**** Data for processing ****

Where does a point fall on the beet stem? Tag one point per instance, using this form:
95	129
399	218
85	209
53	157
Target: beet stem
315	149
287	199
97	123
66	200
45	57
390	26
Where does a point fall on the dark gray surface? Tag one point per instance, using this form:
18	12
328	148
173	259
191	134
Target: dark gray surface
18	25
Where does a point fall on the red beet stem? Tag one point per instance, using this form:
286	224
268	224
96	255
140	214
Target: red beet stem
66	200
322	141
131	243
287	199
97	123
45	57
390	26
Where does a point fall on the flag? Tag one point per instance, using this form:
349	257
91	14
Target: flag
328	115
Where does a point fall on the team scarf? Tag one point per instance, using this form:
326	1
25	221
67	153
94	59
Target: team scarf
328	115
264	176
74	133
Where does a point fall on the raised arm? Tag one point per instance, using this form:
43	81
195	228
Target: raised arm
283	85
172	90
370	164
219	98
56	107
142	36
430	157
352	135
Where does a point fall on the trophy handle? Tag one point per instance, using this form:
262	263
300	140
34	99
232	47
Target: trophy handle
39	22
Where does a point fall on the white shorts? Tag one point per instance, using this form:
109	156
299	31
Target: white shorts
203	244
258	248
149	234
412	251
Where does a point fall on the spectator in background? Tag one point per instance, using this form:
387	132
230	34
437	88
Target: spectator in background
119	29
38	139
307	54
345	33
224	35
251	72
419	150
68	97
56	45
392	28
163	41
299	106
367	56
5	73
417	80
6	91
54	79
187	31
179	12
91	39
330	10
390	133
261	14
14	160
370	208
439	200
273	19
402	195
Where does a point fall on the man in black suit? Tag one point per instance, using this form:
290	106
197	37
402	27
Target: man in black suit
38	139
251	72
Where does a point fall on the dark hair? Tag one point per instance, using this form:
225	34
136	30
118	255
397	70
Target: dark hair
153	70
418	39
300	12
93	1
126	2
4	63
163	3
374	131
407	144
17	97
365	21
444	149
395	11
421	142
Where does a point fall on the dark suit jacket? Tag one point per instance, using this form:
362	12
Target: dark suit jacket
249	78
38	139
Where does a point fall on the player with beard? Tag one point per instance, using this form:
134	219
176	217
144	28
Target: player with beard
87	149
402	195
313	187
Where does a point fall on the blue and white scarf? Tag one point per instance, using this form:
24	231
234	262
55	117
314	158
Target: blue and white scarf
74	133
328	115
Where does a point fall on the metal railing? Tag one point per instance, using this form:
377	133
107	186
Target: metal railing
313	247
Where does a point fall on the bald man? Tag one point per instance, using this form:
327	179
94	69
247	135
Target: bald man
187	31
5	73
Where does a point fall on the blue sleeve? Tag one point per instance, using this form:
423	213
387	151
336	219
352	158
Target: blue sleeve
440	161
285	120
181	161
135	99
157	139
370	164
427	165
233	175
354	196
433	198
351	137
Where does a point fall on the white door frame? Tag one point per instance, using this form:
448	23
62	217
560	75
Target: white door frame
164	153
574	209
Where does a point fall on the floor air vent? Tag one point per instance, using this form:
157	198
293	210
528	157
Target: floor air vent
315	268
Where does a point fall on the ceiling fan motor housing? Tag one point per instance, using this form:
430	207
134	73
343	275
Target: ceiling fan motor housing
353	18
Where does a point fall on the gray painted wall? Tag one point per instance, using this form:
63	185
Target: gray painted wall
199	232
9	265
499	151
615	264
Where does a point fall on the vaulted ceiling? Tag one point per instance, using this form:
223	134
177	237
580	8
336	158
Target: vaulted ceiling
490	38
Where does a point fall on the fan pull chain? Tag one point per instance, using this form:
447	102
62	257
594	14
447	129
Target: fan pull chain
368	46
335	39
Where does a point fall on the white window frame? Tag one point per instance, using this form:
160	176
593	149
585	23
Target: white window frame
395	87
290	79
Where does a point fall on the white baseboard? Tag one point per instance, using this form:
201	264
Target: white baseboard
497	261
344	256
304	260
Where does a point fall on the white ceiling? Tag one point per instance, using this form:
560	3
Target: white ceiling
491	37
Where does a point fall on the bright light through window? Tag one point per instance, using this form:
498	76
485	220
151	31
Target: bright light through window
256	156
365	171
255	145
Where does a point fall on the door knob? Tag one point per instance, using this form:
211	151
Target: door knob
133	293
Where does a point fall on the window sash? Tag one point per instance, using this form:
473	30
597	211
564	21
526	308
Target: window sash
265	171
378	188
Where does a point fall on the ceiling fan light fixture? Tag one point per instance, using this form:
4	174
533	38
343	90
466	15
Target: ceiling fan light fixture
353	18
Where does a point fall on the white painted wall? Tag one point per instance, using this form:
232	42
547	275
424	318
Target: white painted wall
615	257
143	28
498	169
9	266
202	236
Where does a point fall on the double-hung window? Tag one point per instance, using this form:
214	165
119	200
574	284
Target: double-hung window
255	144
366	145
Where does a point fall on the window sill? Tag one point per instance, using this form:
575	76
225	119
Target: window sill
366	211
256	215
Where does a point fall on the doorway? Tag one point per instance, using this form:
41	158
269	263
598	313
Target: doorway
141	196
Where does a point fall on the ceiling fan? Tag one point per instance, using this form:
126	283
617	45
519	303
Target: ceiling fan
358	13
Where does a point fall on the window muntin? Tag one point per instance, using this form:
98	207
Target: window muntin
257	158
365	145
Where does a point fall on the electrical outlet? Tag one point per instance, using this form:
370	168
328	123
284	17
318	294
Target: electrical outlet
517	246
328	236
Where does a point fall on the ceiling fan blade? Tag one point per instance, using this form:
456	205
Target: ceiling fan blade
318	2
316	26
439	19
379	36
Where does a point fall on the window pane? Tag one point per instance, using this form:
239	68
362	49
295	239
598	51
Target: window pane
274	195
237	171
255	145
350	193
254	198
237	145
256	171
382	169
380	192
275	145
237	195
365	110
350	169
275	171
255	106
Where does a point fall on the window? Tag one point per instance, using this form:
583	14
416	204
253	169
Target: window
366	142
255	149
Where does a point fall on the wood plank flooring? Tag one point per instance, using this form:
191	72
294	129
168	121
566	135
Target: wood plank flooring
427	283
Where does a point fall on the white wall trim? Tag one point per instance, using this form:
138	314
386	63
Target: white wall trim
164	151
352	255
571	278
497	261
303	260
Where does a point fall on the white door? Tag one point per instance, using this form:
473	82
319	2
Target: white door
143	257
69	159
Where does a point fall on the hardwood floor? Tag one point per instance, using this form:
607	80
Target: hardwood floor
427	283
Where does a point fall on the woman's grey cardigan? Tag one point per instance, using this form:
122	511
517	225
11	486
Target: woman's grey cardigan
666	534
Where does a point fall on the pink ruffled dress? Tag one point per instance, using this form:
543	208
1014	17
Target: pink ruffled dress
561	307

****

Exercise requirements
Without leaving anything out, give the entries again exactly.

Result
Where does a point fall on the beet stem? Tag one point per instance, using this form:
95	129
399	218
85	209
53	157
Target: beet stem
315	149
287	199
97	123
66	200
45	57
390	26
Where does a point fall on the dark gray surface? Tag one point per instance, using this form:
18	12
328	148
173	259
191	134
Target: dark gray surface
18	25
Where does a point fall on the red beet stem? Tag one point per instance, using this form:
286	224
268	224
96	255
140	214
Target: red beet stem
66	200
322	141
131	243
287	199
97	123
45	57
390	26
Where does a point fall on the flag? Tag one point per instance, using this form:
349	257
91	14
Target: flag
328	115
Where does a point fall on the team scarf? Tag one point per instance, using this form:
326	1
25	221
67	153
94	59
Target: team scarf
328	115
264	176
74	133
Where does a point fall on the raised arm? Tag one point per instance, using this form:
43	81
195	228
Target: raised arm
283	85
172	90
370	164
219	98
56	107
142	36
430	157
352	135
Where does a point fall on the trophy handle? Tag one point per instance, using this form:
262	263
300	140
34	99
232	47
Target: trophy handle
39	22
Where does a point fall on the white shorts? Tag one point per instance, using this form:
109	156
299	31
Target: white shorts
203	244
258	248
149	234
412	251
Where does a point fall on the spectator in background? Tag one point per instance, using this form:
387	132
230	34
437	88
Target: spectator in background
119	29
38	139
307	54
345	33
224	35
251	72
419	150
68	97
56	45
392	28
163	41
299	106
367	56
5	73
417	80
6	91
54	79
187	31
179	12
91	39
330	10
390	133
261	14
14	160
370	208
439	200
273	19
402	195
Where does a point fall on the man in black suit? Tag one point per instance, using this form:
290	106
197	37
402	27
Target: man in black suit
38	139
251	72
Where does a point fall on the dark hair? Tag one point per instance, using this form:
225	34
136	30
118	255
397	70
Target: dark hair
153	70
418	39
300	12
93	1
126	2
4	63
163	3
374	131
407	144
17	97
365	21
444	149
395	11
421	142
Where does a point fall on the dark suit jacket? Tag one point per instance, using this form:
362	12
Target: dark suit jacket
249	78
38	139
Where does a point fall on the player with beard? Tag one point per instance, using this form:
134	219
176	217
144	28
Target: player with beard
87	149
402	195
313	187
Where does a point fall on the blue and white scarf? Tag one point per instance, using this form:
24	231
234	262
55	117
314	158
Target: blue and white scarf
74	133
328	115
Where does a point fall on the metal railing? Tag one point per instance, using this form:
377	133
107	186
Target: metal railing
313	247
Where does a point fall on the bald man? Tag one point per instance, using this form:
327	179
94	69
247	135
Target: bald man
187	31
5	73
Where does a point fall on the blue sleeve? Tag one point per instance, using this form:
423	213
387	151
336	219
352	158
Target: blue sleeve
440	161
285	120
181	161
135	99
157	139
370	164
427	165
233	175
354	196
433	198
351	137
Where does a point fall on the white door frame? Tag one point per instance, using this form:
448	23
62	217
560	75
Target: white door frame
164	153
574	209
Where does a point fall on the floor air vent? Tag one point per instance, using this form:
157	198
293	210
528	157
Target: floor air vent
315	268
Where does a point fall on the ceiling fan motor housing? Tag one point per instance, using this form:
430	207
134	73
343	275
Target: ceiling fan motor housing
353	18
Where does a point fall on the gray painted wall? Tag one point per instance, using this form:
63	185
Target: gray painted wall
199	232
9	265
499	151
615	264
Where does a point fall on the vaulted ceiling? Tag one point per instance, using this form:
223	134
177	237
580	8
336	158
Target: vaulted ceiling
490	38
Where does a point fall on the fan pull chain? Tag one point per instance, using this form:
447	102
62	257
594	14
447	129
Target: fan pull chain
368	46
335	39
Where does a point fall on the white window frame? Tag one point per instance, using this form:
160	176
593	149
585	23
Target: white window frame
395	87
290	79
Where does a point fall on the white baseboard? Tag one point per instance, using this form:
201	264
Target: white baseboard
497	261
344	256
304	260
Where does a point fall on the white ceiling? Tag one point per instance, using this form:
560	3
Target: white ceiling
491	37
Where does a point fall on the bright light through window? Tag one point per instance, using this form:
498	76
485	220
151	31
Target: bright light through window
256	156
365	171
255	145
Where does a point fall on the door knob? Tag one point per instance, using this form:
211	151
Target: door knob
133	293
Where does a point fall on the window sash? Tag one point per instance, using this form:
473	30
597	211
564	21
526	308
Target: window sash
265	171
378	188
Where does a point fall on the ceiling fan light fixture? Tag one point per instance, using this form:
4	174
533	38
343	90
466	15
Target: ceiling fan light fixture
353	18
Where does a point fall on the white painted wall? Tag one point per instance, using this form:
232	42
547	275
424	318
Target: white painted wall
615	257
143	28
498	169
9	266
202	236
Where does a point fall on the double-hung window? Tag one point per instance, using this form:
214	165
119	200
574	284
Target: double-hung window
255	144
366	145
Where does a point fall on the window sill? Tag one point per instance, using this form:
575	76
225	119
Target: window sill
366	211
256	215
Where does a point fall on the doorway? Tag one point per instance, using this form:
41	158
269	263
598	313
Target: doorway
141	196
Where does a point fall on the ceiling fan? Tag one point per instance, using this form:
126	283
617	45
519	303
Target: ceiling fan
358	13
Where does a point fall on the window muntin? Tag one point per instance, using this form:
98	207
Target: window muntin
257	158
365	145
Where does a point fall on the electrical outlet? Tag one point per instance, using this form:
370	168
328	123
284	17
318	294
Target: electrical outlet
517	246
328	236
Where does a point fall on the ceiling fan blade? Tag one point per instance, using this form:
456	205
Target: ceiling fan blade
318	2
316	26
439	19
379	36
Where does a point fall on the window pane? Tag one point per instance, using this form:
239	68
362	49
295	239
598	51
Target: window pane
274	195
237	171
255	145
350	193
254	198
237	145
256	171
382	169
380	192
275	145
237	195
365	110
350	169
275	171
255	106
Where does a point fall on the window? Tag one point per instance, using this form:
583	14
416	204
253	169
Target: window
366	142
255	149
Where does a point fall on the wood plank flooring? Tag one point per instance, using this form:
191	72
294	129
168	121
566	135
Target: wood plank flooring
427	283
Where does a point fall on the white wall trim? Tag one point per instance, using this form:
138	314
386	63
Target: white wall trim
164	151
352	255
571	278
497	261
303	260
Where does a point fall on the white door? Tag one point per instance, using this form:
473	82
319	2
Target: white door
143	257
69	159
Where does a point fall on the hardwood floor? Tag one point per instance, using this form:
607	80
Target: hardwood floor
427	283
Where does a point fall on the woman's grey cardigan? Tag one point per instance, using this form:
122	511
517	225
11	486
Target: woman's grey cardigan
666	534
Where does a point fall on the pink ruffled dress? Tag one point per instance, using this form:
543	208
1014	17
Target: pink ruffled dress
561	307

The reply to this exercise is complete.